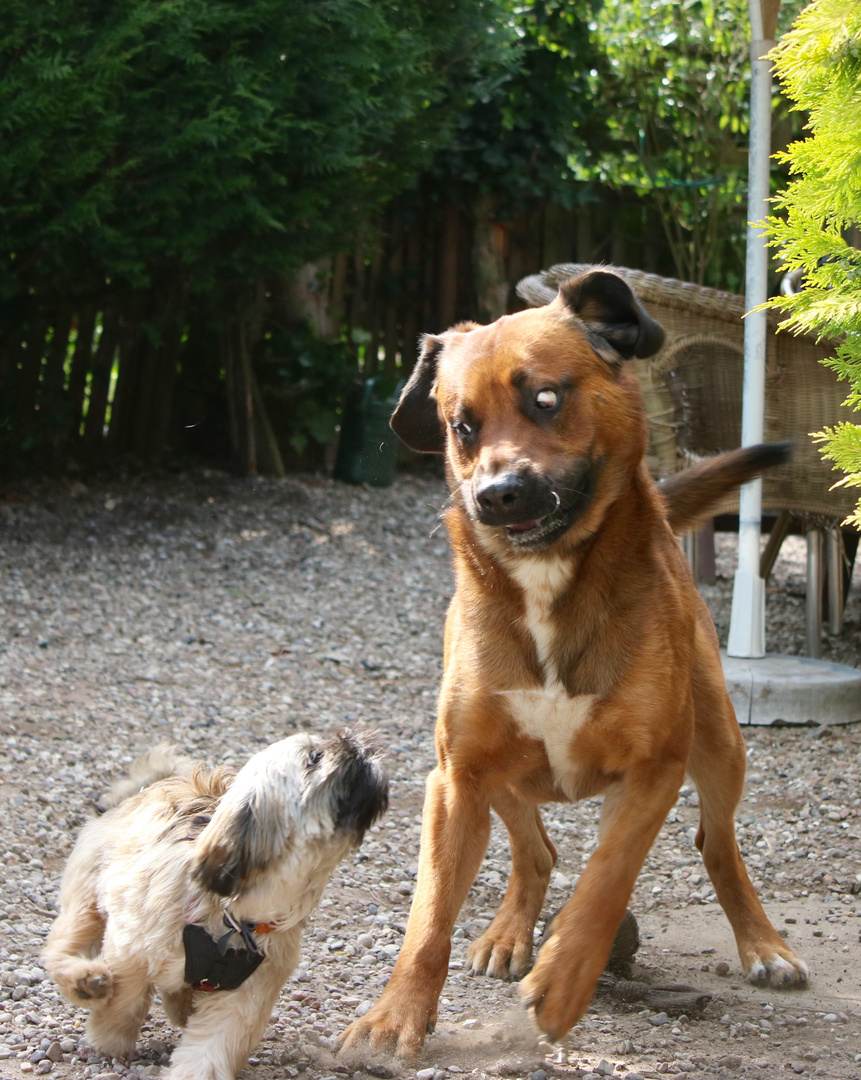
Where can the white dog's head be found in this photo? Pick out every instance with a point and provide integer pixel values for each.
(291, 814)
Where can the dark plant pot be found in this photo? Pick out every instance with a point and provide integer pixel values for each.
(367, 446)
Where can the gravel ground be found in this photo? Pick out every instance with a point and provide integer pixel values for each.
(225, 613)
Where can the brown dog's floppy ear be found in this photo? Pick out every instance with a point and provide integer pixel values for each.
(608, 307)
(416, 420)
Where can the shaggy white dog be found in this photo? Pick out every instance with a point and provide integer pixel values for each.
(198, 886)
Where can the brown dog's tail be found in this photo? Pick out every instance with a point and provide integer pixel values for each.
(690, 495)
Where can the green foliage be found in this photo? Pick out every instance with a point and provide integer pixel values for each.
(676, 85)
(218, 140)
(819, 63)
(526, 113)
(304, 381)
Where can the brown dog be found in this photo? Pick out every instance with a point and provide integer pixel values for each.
(579, 658)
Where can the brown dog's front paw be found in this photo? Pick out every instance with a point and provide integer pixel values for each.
(499, 959)
(400, 1028)
(557, 994)
(779, 968)
(93, 985)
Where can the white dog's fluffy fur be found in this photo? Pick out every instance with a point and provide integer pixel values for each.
(187, 845)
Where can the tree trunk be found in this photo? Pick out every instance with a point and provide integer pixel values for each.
(488, 261)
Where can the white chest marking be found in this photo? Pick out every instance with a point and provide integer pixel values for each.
(553, 718)
(541, 580)
(549, 714)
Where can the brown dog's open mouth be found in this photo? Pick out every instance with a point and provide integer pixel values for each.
(526, 526)
(541, 532)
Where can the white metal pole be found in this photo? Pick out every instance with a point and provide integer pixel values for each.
(747, 625)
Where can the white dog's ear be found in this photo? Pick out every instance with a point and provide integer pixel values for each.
(244, 838)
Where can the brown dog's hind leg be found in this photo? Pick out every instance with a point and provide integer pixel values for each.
(506, 948)
(455, 832)
(561, 984)
(716, 767)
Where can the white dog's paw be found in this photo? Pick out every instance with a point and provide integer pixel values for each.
(95, 984)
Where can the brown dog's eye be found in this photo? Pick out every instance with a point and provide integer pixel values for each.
(461, 429)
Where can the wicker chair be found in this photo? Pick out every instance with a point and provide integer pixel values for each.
(693, 393)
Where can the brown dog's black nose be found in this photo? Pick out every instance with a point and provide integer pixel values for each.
(500, 495)
(512, 498)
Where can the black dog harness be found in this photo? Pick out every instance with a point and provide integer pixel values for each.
(211, 964)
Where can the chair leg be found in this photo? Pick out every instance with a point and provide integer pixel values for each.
(834, 561)
(776, 538)
(814, 593)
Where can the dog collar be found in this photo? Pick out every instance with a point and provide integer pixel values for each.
(212, 964)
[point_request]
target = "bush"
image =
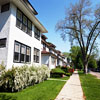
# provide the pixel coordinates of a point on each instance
(57, 72)
(19, 78)
(65, 69)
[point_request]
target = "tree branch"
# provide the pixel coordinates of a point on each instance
(92, 45)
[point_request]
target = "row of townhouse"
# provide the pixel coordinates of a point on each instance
(50, 56)
(20, 36)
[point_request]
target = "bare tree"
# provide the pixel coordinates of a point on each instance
(82, 25)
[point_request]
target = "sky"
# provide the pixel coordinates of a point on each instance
(49, 13)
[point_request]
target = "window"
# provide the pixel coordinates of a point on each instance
(5, 7)
(28, 54)
(24, 27)
(36, 55)
(24, 23)
(2, 43)
(37, 33)
(22, 53)
(29, 30)
(19, 19)
(53, 60)
(17, 52)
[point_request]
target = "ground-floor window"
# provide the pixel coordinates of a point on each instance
(36, 55)
(22, 53)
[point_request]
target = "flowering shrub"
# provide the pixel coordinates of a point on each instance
(19, 78)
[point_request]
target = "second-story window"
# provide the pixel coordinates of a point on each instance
(24, 26)
(5, 7)
(29, 29)
(3, 43)
(37, 33)
(36, 55)
(24, 23)
(19, 19)
(22, 53)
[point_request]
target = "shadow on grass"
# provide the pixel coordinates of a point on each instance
(7, 97)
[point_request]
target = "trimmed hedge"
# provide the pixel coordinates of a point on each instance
(57, 72)
(19, 78)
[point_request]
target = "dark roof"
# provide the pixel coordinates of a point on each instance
(44, 37)
(30, 7)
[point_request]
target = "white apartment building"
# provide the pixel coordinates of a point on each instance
(50, 56)
(20, 33)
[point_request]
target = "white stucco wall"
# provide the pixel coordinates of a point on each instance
(13, 33)
(4, 33)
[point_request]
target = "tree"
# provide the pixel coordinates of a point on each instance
(76, 56)
(82, 26)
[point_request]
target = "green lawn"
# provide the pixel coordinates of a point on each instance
(91, 86)
(48, 90)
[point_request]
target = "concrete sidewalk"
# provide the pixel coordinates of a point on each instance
(72, 89)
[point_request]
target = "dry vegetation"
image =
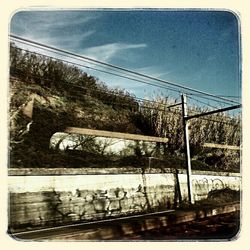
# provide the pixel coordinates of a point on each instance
(67, 96)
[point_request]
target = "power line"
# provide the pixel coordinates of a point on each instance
(134, 98)
(103, 71)
(111, 73)
(122, 69)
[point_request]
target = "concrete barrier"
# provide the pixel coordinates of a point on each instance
(41, 198)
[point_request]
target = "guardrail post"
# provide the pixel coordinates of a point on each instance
(187, 148)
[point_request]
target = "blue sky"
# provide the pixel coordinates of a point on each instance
(198, 49)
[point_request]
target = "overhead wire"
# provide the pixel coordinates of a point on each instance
(103, 71)
(124, 70)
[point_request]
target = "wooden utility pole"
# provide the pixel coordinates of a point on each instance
(187, 148)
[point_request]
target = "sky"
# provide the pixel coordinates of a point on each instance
(197, 49)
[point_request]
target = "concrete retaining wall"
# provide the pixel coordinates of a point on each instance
(56, 196)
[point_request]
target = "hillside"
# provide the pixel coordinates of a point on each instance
(47, 95)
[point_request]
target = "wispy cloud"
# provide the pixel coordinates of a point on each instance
(62, 29)
(109, 51)
(154, 71)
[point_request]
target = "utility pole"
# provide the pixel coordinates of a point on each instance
(187, 148)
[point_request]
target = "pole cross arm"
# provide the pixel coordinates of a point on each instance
(212, 112)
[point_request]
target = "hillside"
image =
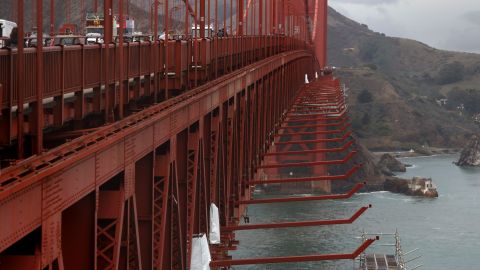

[WHAT TO WORK ON]:
Quote the data above in full, leaving out the pictures it holds.

[RESPONSE]:
Where can the white dog's head be found in this photo? Pick out every instance with a point and provide integer pixel values for each.
(291, 814)
Where can the dark plant pot be found in this photo? Pick out every instance with a point and provide integer pixel values for each.
(367, 446)
Where can the gravel ground be found in this photo? Pick out every instance with a point and provide integer pixel values for each.
(225, 613)
Where can the brown dog's floppy ear be found in this photo? Pick out every instance with a point and provide integer pixel values for each.
(608, 307)
(416, 420)
Where can the shaggy white dog be found in this photo? Pick out every instance with a point and provide integer pixel values for each.
(198, 886)
Where can the brown dog's tail be found in this photo? Pick out every instance with a point and provide integer pixel values for each.
(690, 495)
Where can the green foliage be found in this photo? Pick out every instance with a point and provide integer pixel values for each.
(676, 85)
(218, 140)
(819, 63)
(526, 113)
(304, 381)
Where can the brown dog be found in this photo? Pick out every instance with a point and provide integer pixel values for each.
(579, 658)
Where can the brown dog's front paw be found in this photo? Pick out every instance with a point and provide integer pixel values for each.
(499, 959)
(400, 1028)
(557, 994)
(779, 968)
(93, 985)
Where can the white dog's fluffy fur be found in this photo? Pick out every instance with a point and provide integer pixel values for each.
(187, 845)
Where can the tree trunk be found in this photo? Pick out every instance with a point and provide integer pixel values for each.
(488, 261)
Where can the white chest marking be found in this photo? Pick out every instance with a point and provide integer pixel values for each.
(553, 718)
(541, 580)
(549, 714)
Where can the brown dog's open mouth be found in this photo? Pick out every instance with a point and provide integer pixel values for each.
(526, 526)
(541, 532)
Where can the white metal pole be found in this photo? Pick out every instance with a point and provide integer pixel values for each.
(747, 625)
Where can the white dog's ear be found in this photo? Pick out every instance with a point and provide integer pixel values for each.
(244, 838)
Where can the brown dog's hind leg be found in this photo? Pick out every instance with a point and provide integer pixel values for each.
(506, 948)
(455, 832)
(561, 984)
(716, 767)
Where can the white dog's paw be found in this photo? Pick out every instance with a point and provide integer pixel values for each.
(95, 984)
Where can the brown dog's eye be found in this photo? Pick out every instance with a point and provide integer pixel values for each.
(461, 429)
Where can the wicker chair be found in this photo? Pick out every instance with a point and provide integer pixel values for each.
(693, 393)
Where can the brown dog's black nose be found in this photo? Pick out every instance with a point and provide integer pixel values for each.
(500, 495)
(512, 498)
Where can the black dog harness be found in this photo? Pick out every instance with a point and provide integer pixel values for each.
(211, 964)
Where can the chair leg be found in this photo? Pick out every instance with a point and provide integer pixel values for each.
(834, 561)
(776, 538)
(814, 593)
Where can the dog collar be found in this photo? Pick out every instance with a point and provide integer pixel values for each.
(212, 964)
[point_request]
target = "bush"
image =
# provide the pixel coordinates of a point on each instance
(57, 72)
(19, 78)
(65, 69)
[point_request]
target = "tree branch"
# provide the pixel coordinates of a point on each instance
(92, 45)
[point_request]
target = "row of townhouse"
# provide the pixel coordinates of a point on each instance
(50, 56)
(20, 36)
[point_request]
target = "bare tree"
# provide the pixel coordinates of a point on each instance
(82, 25)
[point_request]
target = "sky"
# provide the pixel coordinates of a point on each instance
(49, 13)
[point_request]
target = "window"
# provide the pixel coordinates of a point on each instance
(5, 7)
(28, 54)
(24, 27)
(36, 55)
(24, 23)
(2, 43)
(37, 33)
(22, 53)
(29, 30)
(19, 19)
(53, 60)
(17, 52)
[point_request]
target = "ground-floor window"
# provide the pixel coordinates of a point on each instance
(36, 55)
(22, 53)
[point_request]
target = "flowering shrub"
# provide the pixel coordinates of a point on each instance
(19, 78)
[point_request]
target = "second-story window"
# provide the pixel coordinates of a point on each instance
(24, 26)
(5, 7)
(29, 29)
(3, 43)
(37, 33)
(36, 55)
(24, 23)
(19, 19)
(22, 53)
[point_request]
target = "shadow on grass"
# provide the pixel coordinates of a point on each instance
(7, 97)
[point_request]
target = "trimmed hedge"
# provide the pixel coordinates of a point on each instance
(57, 72)
(19, 78)
[point_request]
target = "dark roof"
# provide the pixel coordinates of a point on each instance
(44, 37)
(30, 7)
[point_request]
target = "white apartment building"
# provide the pixel coordinates of a point on each instance
(50, 56)
(20, 33)
[point_request]
target = "white stucco wall"
# provide the pixel coordinates of a point on each instance
(13, 33)
(4, 33)
[point_request]
target = "tree"
# provide the pixel coordinates of a point on each instance
(76, 56)
(82, 26)
[point_request]
target = "green lawn"
# provide the pixel coordinates of a point on each instance
(91, 86)
(48, 90)
[point_request]
target = "concrete sidewalk"
# provide the pixel coordinates of a point on each instance
(72, 89)
[point_request]
target = "dry vegetation"
image =
# provide the pixel coordinates of a point on each instance
(67, 96)
[point_request]
target = "power line"
# provide the pixel coordinates of a point on each instance
(134, 98)
(103, 71)
(111, 73)
(122, 69)
[point_request]
target = "concrete barrier"
# provide the pixel coordinates of a point on each instance
(41, 198)
[point_request]
target = "guardrail post"
# provide the pixel coordinates of a point on each instance
(187, 148)
[point_request]
target = "blue sky"
# provide the pixel coordinates of a point on each instance
(198, 49)
[point_request]
target = "overhead wire"
# provide the pixel coordinates of a point on each instance
(103, 71)
(124, 70)
[point_request]
target = "wooden utility pole"
# provide the pixel coordinates of a point on each instance
(187, 148)
[point_request]
target = "sky"
# provide the pixel coordinates of a point on each instance
(197, 49)
[point_request]
target = "concrete retaining wall"
# provide the pixel coordinates of a point on each instance
(56, 196)
[point_request]
target = "hillside"
# provide the pixel coordinates of a point on each instance
(47, 95)
[point_request]
target = "wispy cloud"
# provide the pixel coordinates of a point on each instance
(62, 29)
(109, 51)
(154, 71)
[point_request]
target = "utility pole"
# provide the pixel coordinates of a point on each instance
(187, 148)
[point_request]
target = "pole cross arm"
# provide the pixel coordinates of a point on each instance
(212, 112)
[point_request]
target = "hillside"
image =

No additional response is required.